[Stored data]
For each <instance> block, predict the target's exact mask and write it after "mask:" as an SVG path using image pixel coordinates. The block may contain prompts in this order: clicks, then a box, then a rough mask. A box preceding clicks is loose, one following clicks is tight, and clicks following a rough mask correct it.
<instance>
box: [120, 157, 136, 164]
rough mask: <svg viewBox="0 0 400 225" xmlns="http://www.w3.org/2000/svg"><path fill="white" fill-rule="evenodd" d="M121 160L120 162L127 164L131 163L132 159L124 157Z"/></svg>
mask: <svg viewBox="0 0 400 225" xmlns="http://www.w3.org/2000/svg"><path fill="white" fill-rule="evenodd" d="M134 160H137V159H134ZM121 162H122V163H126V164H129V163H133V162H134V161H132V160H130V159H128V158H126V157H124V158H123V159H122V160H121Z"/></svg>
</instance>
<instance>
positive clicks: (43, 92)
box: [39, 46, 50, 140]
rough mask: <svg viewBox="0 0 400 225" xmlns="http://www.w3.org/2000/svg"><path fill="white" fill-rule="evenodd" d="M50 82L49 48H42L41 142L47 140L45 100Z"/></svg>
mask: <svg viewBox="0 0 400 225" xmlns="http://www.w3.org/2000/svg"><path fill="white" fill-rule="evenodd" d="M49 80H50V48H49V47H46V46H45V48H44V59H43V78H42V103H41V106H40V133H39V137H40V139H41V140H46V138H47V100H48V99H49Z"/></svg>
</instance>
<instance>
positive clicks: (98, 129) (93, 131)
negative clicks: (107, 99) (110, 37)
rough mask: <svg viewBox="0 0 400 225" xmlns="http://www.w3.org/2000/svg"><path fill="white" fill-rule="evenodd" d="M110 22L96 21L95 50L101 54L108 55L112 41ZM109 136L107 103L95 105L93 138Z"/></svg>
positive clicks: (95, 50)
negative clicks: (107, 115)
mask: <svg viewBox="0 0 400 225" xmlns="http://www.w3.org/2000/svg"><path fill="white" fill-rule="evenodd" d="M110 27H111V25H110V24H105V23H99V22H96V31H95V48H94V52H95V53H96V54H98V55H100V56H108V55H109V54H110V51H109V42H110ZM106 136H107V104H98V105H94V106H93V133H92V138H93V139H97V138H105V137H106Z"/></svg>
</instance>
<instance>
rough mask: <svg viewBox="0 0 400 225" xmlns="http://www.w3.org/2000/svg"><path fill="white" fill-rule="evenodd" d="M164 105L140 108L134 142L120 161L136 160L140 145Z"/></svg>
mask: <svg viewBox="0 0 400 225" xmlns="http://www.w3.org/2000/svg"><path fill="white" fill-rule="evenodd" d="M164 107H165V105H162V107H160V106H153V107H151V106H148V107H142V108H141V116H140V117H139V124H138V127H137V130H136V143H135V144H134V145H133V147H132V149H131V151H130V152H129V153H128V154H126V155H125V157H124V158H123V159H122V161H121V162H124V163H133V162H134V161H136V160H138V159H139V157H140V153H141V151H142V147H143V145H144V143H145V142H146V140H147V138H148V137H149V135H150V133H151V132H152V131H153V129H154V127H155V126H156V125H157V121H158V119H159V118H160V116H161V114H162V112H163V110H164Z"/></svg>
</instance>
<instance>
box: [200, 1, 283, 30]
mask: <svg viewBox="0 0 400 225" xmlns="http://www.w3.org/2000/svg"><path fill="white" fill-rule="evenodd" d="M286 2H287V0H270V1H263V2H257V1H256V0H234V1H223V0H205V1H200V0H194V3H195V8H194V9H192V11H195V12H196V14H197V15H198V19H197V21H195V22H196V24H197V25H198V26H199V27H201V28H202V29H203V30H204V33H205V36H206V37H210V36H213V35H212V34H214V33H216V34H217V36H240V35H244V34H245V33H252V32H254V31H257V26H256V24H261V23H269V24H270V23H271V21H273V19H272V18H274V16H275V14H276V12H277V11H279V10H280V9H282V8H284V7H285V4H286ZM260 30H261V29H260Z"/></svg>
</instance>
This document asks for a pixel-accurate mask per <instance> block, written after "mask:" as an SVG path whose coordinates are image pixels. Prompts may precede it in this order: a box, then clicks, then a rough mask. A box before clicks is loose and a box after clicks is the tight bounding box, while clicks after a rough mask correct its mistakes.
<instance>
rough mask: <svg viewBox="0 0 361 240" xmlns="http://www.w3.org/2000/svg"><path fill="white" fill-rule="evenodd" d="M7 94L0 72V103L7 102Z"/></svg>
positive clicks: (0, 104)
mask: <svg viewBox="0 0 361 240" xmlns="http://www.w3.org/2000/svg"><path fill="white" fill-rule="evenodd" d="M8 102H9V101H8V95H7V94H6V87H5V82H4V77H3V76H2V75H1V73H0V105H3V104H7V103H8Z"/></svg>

TASK STATEMENT:
Write out all of the rows above again, character for character, with nothing changed.

ANSWER BOX:
For each <instance> block, predict the target's exact mask and write it after "mask:" as an SVG path using image pixel coordinates. The block may contain prompts in this order: clicks, then a box, then a rough mask. A box preceding clicks is loose, one following clicks is tight, and clicks following a rough mask correct it.
<instance>
box: [120, 157, 136, 164]
rough mask: <svg viewBox="0 0 400 225" xmlns="http://www.w3.org/2000/svg"><path fill="white" fill-rule="evenodd" d="M121 160L120 162L127 164L131 163L132 159L124 157Z"/></svg>
mask: <svg viewBox="0 0 400 225" xmlns="http://www.w3.org/2000/svg"><path fill="white" fill-rule="evenodd" d="M134 160H137V159H134ZM121 162H122V163H126V164H129V163H133V162H134V161H132V160H130V159H128V158H126V157H124V158H123V159H122V160H121Z"/></svg>
</instance>
<instance>
positive clicks: (43, 92)
box: [39, 46, 50, 140]
rough mask: <svg viewBox="0 0 400 225" xmlns="http://www.w3.org/2000/svg"><path fill="white" fill-rule="evenodd" d="M50 82L49 48H42L41 142L47 140L45 100Z"/></svg>
mask: <svg viewBox="0 0 400 225" xmlns="http://www.w3.org/2000/svg"><path fill="white" fill-rule="evenodd" d="M49 80H50V48H49V47H46V46H45V48H44V59H43V78H42V103H41V106H40V133H39V137H40V139H41V140H46V138H47V100H48V99H49Z"/></svg>
</instance>
<instance>
positive clicks: (98, 129) (93, 131)
negative clicks: (107, 99) (110, 37)
rough mask: <svg viewBox="0 0 400 225" xmlns="http://www.w3.org/2000/svg"><path fill="white" fill-rule="evenodd" d="M110 22L96 21L95 50L101 54L108 55L112 41ZM109 136L107 103L95 105L93 138Z"/></svg>
positive clicks: (95, 50)
negative clicks: (107, 115)
mask: <svg viewBox="0 0 400 225" xmlns="http://www.w3.org/2000/svg"><path fill="white" fill-rule="evenodd" d="M110 27H111V25H110V24H105V23H99V22H96V31H95V48H94V52H95V53H96V54H98V55H100V56H108V55H109V54H110V51H109V42H110ZM106 136H107V104H98V105H94V106H93V133H92V138H93V139H97V138H105V137H106Z"/></svg>
</instance>
<instance>
rough mask: <svg viewBox="0 0 400 225" xmlns="http://www.w3.org/2000/svg"><path fill="white" fill-rule="evenodd" d="M164 105L140 108L134 142L120 161L136 160L140 145Z"/></svg>
mask: <svg viewBox="0 0 400 225" xmlns="http://www.w3.org/2000/svg"><path fill="white" fill-rule="evenodd" d="M164 107H165V105H162V107H160V106H153V107H151V106H148V107H142V108H141V116H140V117H139V124H138V127H137V130H136V143H135V144H134V145H133V147H132V149H131V151H130V152H129V153H128V154H126V155H125V157H124V158H123V159H122V161H121V162H124V163H133V162H134V161H136V160H138V159H139V157H140V153H141V151H142V147H143V145H144V143H145V142H146V140H147V138H148V137H149V135H150V133H151V132H152V131H153V129H154V127H155V126H156V125H157V121H158V119H159V118H160V116H161V114H162V112H163V110H164Z"/></svg>
</instance>
<instance>
box: [200, 1, 283, 30]
mask: <svg viewBox="0 0 400 225" xmlns="http://www.w3.org/2000/svg"><path fill="white" fill-rule="evenodd" d="M286 2H287V0H270V1H263V2H257V1H256V0H234V1H223V0H205V1H200V0H194V3H195V8H194V9H192V11H195V12H196V14H197V15H198V19H197V21H195V22H196V24H197V25H198V26H199V27H201V28H202V29H203V30H204V33H205V36H206V37H210V36H213V35H212V34H214V33H216V34H217V36H240V35H244V34H245V33H252V32H254V31H257V26H256V24H261V23H269V24H270V23H271V21H273V19H272V18H274V16H275V14H276V12H277V11H279V10H280V9H282V8H284V7H285V4H286ZM260 30H261V29H260Z"/></svg>
</instance>
This document asks for a pixel-accurate mask per <instance> block, written after "mask:" as an SVG path whose coordinates are image pixels. Prompts may precede it in this order: a box, then clicks, then a rough mask. A box before clicks is loose and a box after clicks is the tight bounding box, while clicks after a rough mask correct its mistakes.
<instance>
rough mask: <svg viewBox="0 0 361 240" xmlns="http://www.w3.org/2000/svg"><path fill="white" fill-rule="evenodd" d="M7 94L0 72V103L7 102Z"/></svg>
positive clicks: (0, 104)
mask: <svg viewBox="0 0 361 240" xmlns="http://www.w3.org/2000/svg"><path fill="white" fill-rule="evenodd" d="M8 102H9V101H8V95H7V94H6V87H5V82H4V77H3V76H2V75H1V73H0V105H3V104H7V103H8Z"/></svg>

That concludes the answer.